→ WRITTEN TASK
Copy each of the following entries verbatim, preserving every line in the order given.

→ EXERCISE INPUTS
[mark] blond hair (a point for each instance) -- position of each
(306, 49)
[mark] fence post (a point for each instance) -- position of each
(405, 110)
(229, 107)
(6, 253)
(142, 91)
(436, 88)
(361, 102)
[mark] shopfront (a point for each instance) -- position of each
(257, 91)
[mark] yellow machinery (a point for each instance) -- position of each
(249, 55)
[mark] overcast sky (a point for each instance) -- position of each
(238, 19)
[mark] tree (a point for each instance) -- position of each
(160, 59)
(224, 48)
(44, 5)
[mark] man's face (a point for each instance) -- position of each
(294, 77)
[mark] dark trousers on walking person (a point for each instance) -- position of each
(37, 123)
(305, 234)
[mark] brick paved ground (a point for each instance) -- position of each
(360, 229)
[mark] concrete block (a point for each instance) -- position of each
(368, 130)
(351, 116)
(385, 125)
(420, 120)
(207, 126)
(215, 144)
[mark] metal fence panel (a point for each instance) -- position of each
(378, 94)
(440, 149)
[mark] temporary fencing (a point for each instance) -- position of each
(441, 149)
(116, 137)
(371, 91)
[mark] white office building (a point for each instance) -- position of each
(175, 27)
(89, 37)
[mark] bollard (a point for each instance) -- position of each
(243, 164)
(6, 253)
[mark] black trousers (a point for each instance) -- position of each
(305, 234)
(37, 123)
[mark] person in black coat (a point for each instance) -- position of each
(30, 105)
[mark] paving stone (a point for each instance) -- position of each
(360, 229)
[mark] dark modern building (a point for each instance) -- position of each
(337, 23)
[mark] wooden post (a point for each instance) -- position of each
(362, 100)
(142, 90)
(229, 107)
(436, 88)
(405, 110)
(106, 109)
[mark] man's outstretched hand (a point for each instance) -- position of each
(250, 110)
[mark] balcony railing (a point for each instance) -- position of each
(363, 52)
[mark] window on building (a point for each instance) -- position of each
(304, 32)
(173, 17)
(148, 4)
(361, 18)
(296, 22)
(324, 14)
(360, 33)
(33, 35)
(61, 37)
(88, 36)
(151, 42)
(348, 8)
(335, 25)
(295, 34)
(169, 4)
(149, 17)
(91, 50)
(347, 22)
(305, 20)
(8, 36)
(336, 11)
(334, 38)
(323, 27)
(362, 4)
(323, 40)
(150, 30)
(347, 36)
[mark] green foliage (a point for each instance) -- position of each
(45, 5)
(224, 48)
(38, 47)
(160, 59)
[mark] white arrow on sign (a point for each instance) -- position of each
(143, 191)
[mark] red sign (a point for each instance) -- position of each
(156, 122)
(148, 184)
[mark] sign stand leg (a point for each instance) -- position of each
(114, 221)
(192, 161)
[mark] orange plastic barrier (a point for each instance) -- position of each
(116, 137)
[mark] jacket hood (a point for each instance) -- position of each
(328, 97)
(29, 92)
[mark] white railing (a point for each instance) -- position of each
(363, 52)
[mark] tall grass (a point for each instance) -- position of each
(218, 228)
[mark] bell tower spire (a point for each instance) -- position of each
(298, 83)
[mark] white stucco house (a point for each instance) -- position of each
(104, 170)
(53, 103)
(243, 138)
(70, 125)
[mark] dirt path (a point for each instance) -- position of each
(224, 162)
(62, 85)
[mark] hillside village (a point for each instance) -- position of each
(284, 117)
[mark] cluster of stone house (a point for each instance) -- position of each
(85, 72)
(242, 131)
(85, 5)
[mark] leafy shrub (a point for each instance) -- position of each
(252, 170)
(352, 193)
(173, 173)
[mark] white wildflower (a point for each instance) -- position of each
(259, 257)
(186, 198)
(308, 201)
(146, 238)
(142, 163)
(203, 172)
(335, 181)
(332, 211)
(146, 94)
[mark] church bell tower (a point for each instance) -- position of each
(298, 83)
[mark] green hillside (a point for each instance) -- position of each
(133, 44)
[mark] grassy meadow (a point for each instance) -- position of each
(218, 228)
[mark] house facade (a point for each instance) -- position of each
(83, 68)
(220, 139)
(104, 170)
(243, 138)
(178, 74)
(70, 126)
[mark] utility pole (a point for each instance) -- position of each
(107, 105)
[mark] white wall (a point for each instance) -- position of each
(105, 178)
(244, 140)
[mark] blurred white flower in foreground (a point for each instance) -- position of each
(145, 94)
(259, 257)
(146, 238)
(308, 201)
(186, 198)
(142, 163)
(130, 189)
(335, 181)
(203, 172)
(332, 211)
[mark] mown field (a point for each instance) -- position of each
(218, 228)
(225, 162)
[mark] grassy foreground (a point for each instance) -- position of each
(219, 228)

→ REPLY
[mark] blond hair (a point for each instance) -- position of each
(306, 49)
[mark] fence post (a point for each instance) -- position of each
(405, 110)
(229, 107)
(6, 253)
(142, 91)
(436, 88)
(361, 102)
[mark] shopfront (a point for each instance) -- position of each
(257, 91)
[mark] yellow machinery (a point for each instance) -- position of each
(249, 55)
[mark] overcast sky (a point for each instance) -- position of each
(238, 19)
[mark] tree (a point for each instance) -- position of each
(160, 59)
(224, 48)
(44, 5)
[mark] man's face (a point for each instance) -- position of each
(294, 77)
[mark] dark trousers on walking person (a point for each instance) -- position of each
(37, 123)
(305, 234)
[mark] brick paved ground (a point for each instance) -- position of each
(360, 229)
[mark] concrete block (a point for each instance) -- position of each
(368, 130)
(351, 116)
(385, 125)
(420, 120)
(207, 126)
(215, 144)
[mark] metal fence panel (a point for each instance) -- position of each
(378, 94)
(440, 149)
[mark] temporary fencing (a point for each instance) -- position of each
(441, 149)
(116, 137)
(371, 91)
[mark] white office building (a point for each instance) -- position of each
(175, 27)
(89, 37)
[mark] bollard (a point for each instance) -- position of each
(243, 164)
(6, 253)
[mark] black trousers (a point for each instance) -- position of each
(305, 234)
(37, 123)
[mark] person in black coat (a point for each instance) -- position of each
(30, 105)
[mark] paving stone (a point for each instance) -- position of each
(360, 229)
[mark] dark modern building (a point for each instance) -- position of each
(337, 23)
[mark] wooden post (a point for each instance) -- position of each
(362, 100)
(142, 90)
(229, 107)
(436, 88)
(405, 110)
(106, 109)
[mark] man's outstretched hand (a point for each instance) -- position of each
(250, 110)
[mark] balcony railing (a point for each instance) -- position of each
(363, 52)
[mark] window on building (a point for each instance) -- position of each
(304, 32)
(173, 17)
(148, 4)
(361, 18)
(296, 22)
(324, 14)
(360, 33)
(33, 35)
(61, 37)
(88, 36)
(151, 42)
(348, 8)
(335, 25)
(295, 34)
(169, 4)
(149, 17)
(91, 50)
(347, 22)
(305, 20)
(8, 36)
(336, 11)
(334, 38)
(323, 27)
(362, 4)
(323, 40)
(150, 30)
(347, 36)
[mark] green foliage (a point for each instance) -- position of each
(45, 5)
(224, 48)
(38, 47)
(160, 59)
[mark] white arrow on sign (a point for each instance) -- position of each
(143, 191)
[mark] red sign (a point for each instance) -- position of each
(156, 122)
(148, 184)
[mark] sign stand leg (a point for each instance) -- position of each
(114, 221)
(192, 161)
[mark] orange plastic barrier (a point for each instance) -- position of each
(116, 137)
[mark] jacket hood (a point for each instance) -- position of each
(328, 97)
(29, 92)
[mark] white railing (a point for each instance) -- position of each
(363, 52)
[mark] tall grass (a point for each instance) -- position of each
(218, 228)
[mark] bell tower spire (a point for each instance) -- position of each
(298, 83)
[mark] white stucco house (a point for each instance) -- position of each
(104, 170)
(53, 103)
(243, 138)
(70, 125)
[mark] dirt path (a point for each instance) -- position of each
(224, 162)
(62, 85)
[mark] hillside village (a point for each instance) -- position of each
(284, 117)
[mark] cluster of stone house (a point for each instance) -- position of each
(85, 72)
(242, 131)
(85, 5)
[mark] leafy shrub (a point for each instance) -- position of each
(252, 170)
(352, 193)
(173, 173)
[mark] white wildflower (a point for each instance) -- position of each
(259, 257)
(186, 198)
(308, 201)
(146, 238)
(142, 163)
(203, 172)
(335, 181)
(332, 211)
(146, 94)
[mark] church bell tower (a point for each instance) -- position of each
(298, 83)
[mark] green hillside (a point for each instance) -- position of each
(133, 44)
[mark] grassy meadow (a point for each instance) -- position of each
(218, 228)
[mark] house facade (a point for each instance) -- position of each
(83, 68)
(220, 139)
(104, 170)
(243, 138)
(178, 74)
(70, 126)
[mark] utility pole (a point for each instance) -- position of each
(107, 105)
[mark] white wall (a point for each instance) -- position of each
(105, 178)
(244, 140)
[mark] blurred white flower in foreground (a point for each instance) -- position of each
(145, 94)
(259, 257)
(146, 238)
(308, 201)
(186, 198)
(142, 163)
(130, 189)
(335, 181)
(203, 172)
(332, 211)
[mark] mown field (a point for each instance) -- position of each
(218, 228)
(225, 162)
[mark] grassy foreground (a point for each instance) -- position of each
(219, 228)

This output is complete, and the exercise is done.